• [Your task]
Using the SharePoint 2010 BLOB storage excerpt, explain why SharePoint's default way of storing uploaded documents and files caused problems.

• [Selected excerpt]
Externalizing BLOB Storage in SharePoint 2010 (part 1)

2/18/2011 2:30:27 PM
By default, SharePoint stores all the uploaded documents and files in its content databases. This has always led to storage, performance, and manageability issues, especially for large SharePoint deployments in SharePoint 2003 and the early days of SharePoint 2007. In SharePoint 2007 SP1, Microsoft made its first attempt to store documents and files out of SQL Server; however, the implementation was difficult and came with many limitations. In SharePoint 2010, Microsoft took this to a completely new level by making use of the powerful storage externalization capabilities of SQL Server 2008 R2. This section explains what BLOBs are, how they are stored in SharePoint, and how Microsoft made use of the Remote BLOB Storage technology in SharePoint 2010 to move the storage of large documents and files from SQL Server to remote stores. At the end of this section, administrators learn how to install and configure RBS in SharePoint 2010 environments and how to migrate and move data between different stores.

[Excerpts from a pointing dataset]
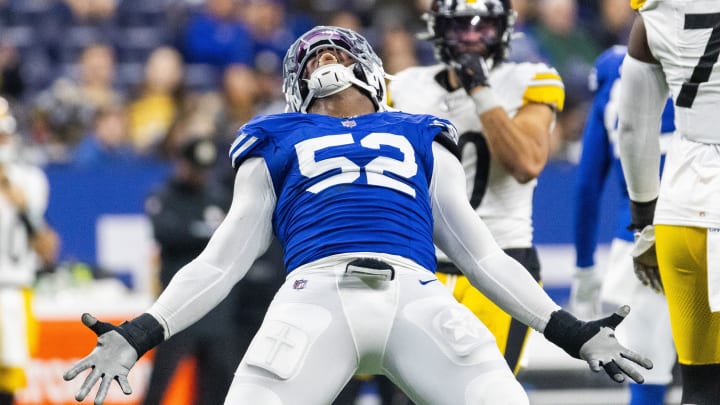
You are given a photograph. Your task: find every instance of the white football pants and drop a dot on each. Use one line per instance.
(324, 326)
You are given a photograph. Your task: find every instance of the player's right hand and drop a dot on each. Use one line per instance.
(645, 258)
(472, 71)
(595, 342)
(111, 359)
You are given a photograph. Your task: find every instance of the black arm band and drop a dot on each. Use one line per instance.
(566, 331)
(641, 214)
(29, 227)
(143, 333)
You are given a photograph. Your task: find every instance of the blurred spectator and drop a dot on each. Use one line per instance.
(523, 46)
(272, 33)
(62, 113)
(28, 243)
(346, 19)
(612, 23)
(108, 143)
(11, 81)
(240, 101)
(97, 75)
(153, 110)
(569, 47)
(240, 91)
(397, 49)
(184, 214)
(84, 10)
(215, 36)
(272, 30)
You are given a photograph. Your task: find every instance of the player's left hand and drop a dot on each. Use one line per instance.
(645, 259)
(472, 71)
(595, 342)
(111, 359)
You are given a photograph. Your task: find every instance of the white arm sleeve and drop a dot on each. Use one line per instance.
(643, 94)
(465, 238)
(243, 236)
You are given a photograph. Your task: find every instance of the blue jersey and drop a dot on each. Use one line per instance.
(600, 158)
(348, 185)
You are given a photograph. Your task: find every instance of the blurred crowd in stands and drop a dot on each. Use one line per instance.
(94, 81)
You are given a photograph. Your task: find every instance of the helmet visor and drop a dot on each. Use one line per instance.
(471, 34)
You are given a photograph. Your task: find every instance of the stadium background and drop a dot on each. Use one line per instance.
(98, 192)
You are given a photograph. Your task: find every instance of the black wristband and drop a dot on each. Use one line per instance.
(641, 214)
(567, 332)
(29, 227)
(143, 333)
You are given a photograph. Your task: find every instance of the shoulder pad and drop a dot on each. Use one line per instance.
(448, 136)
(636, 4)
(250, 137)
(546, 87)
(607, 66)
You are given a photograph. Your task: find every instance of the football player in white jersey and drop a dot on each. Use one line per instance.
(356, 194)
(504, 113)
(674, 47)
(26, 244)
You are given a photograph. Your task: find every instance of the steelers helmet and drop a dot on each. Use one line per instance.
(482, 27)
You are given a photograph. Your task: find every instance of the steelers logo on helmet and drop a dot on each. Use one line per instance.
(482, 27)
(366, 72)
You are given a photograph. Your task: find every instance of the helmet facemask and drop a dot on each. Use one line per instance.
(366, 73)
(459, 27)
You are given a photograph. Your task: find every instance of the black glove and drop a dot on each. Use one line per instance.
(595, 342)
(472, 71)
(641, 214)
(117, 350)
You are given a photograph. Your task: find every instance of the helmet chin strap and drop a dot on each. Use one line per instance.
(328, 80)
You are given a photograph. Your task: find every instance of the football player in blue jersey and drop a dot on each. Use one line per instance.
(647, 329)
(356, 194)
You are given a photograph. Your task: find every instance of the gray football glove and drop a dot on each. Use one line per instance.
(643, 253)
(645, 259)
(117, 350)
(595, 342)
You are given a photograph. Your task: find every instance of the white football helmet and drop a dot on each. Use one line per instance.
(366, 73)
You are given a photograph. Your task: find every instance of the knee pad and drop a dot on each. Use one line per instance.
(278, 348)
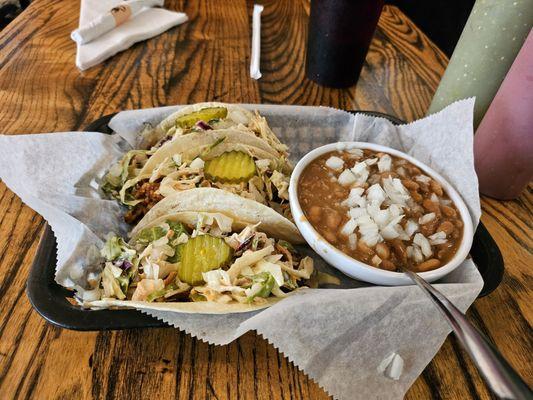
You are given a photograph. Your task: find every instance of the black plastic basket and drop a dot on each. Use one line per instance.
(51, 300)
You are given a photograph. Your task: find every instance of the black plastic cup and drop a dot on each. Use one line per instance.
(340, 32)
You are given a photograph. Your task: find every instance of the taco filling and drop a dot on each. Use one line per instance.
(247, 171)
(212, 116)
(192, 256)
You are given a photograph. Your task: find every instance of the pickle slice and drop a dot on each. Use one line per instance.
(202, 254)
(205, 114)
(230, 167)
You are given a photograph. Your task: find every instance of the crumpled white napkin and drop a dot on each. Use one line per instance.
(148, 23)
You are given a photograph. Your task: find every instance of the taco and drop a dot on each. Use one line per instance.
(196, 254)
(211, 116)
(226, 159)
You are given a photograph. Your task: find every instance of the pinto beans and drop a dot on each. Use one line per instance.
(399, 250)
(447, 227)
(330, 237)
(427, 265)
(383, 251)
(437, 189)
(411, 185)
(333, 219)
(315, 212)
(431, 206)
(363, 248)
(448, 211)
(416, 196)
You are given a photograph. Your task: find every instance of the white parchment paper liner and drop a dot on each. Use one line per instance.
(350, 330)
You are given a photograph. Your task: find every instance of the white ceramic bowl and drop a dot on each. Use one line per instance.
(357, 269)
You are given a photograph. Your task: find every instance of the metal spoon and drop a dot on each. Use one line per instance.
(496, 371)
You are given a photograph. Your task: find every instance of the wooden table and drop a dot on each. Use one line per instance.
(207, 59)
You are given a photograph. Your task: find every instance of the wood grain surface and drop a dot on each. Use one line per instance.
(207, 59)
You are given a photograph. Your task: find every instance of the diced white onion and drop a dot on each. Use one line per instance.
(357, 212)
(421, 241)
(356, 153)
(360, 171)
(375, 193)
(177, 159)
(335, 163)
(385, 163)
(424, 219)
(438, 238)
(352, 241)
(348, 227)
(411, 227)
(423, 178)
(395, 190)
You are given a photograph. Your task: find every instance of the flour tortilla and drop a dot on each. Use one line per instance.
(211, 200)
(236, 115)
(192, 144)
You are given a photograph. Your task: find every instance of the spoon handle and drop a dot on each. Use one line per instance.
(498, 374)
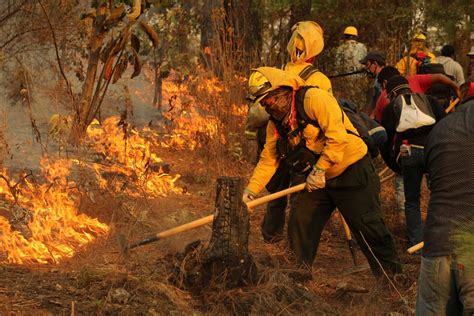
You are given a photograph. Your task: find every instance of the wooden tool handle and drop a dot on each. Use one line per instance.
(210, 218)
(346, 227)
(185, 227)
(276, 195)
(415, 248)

• [Solution for this exercise]
By default, SharePoint keeps all uploaded documents and files in its content databases. This led to storage, performance, and manageability issues, especially for large deployments in SharePoint 2003 and the early days of SharePoint 2007.